- _Assignment_:
List each line of the data that holds the string "around".
──────
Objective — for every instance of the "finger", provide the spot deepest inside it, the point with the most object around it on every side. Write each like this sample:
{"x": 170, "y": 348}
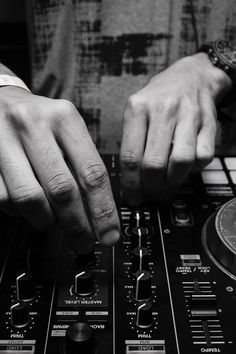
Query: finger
{"x": 23, "y": 189}
{"x": 91, "y": 174}
{"x": 205, "y": 145}
{"x": 5, "y": 202}
{"x": 158, "y": 146}
{"x": 131, "y": 154}
{"x": 183, "y": 153}
{"x": 59, "y": 185}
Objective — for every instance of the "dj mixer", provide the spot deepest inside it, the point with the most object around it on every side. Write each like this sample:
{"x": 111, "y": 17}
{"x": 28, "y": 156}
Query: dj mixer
{"x": 167, "y": 287}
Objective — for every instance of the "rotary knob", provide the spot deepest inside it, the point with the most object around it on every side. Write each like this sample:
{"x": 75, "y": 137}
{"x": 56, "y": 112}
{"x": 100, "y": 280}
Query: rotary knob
{"x": 144, "y": 315}
{"x": 137, "y": 219}
{"x": 19, "y": 314}
{"x": 86, "y": 259}
{"x": 142, "y": 288}
{"x": 79, "y": 339}
{"x": 84, "y": 285}
{"x": 138, "y": 237}
{"x": 25, "y": 286}
{"x": 140, "y": 259}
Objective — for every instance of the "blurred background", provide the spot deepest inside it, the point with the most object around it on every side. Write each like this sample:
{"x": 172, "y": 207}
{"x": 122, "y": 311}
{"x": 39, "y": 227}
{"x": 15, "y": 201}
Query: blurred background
{"x": 13, "y": 38}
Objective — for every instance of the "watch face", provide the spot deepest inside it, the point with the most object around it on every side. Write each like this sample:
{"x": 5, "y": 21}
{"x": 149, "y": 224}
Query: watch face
{"x": 226, "y": 52}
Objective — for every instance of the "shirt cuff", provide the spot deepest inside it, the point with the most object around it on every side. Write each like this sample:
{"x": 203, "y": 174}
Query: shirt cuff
{"x": 8, "y": 80}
──────
- _Solution to this exercise_:
Objective — for every instance of the "finger", provide the spot deepest inside it, the point with the most object around it on every side. Write each like this sample:
Objective — for every instance of the "dj mixer", provide the spot deepest inside it, the point with the most object around it on every side. Write each like this sample:
Objective — for every instance of the "rotary knob", provide the spot deepest inside it, the point with the most object around it on every side. Write each like this sample:
Objective — for every instance of the "blurred background", provide the spot deepest inside it, the point with the most object around it on every side. Write each like this sample:
Objective — for every instance of the "watch face", provide the spot deepest inside it, the point with the most object around it on every side. Write each like this sample:
Objective — for every instance of the "shirt cuff", provide the spot deepest inside it, the point with the most object around it on every side. Write each like this sample:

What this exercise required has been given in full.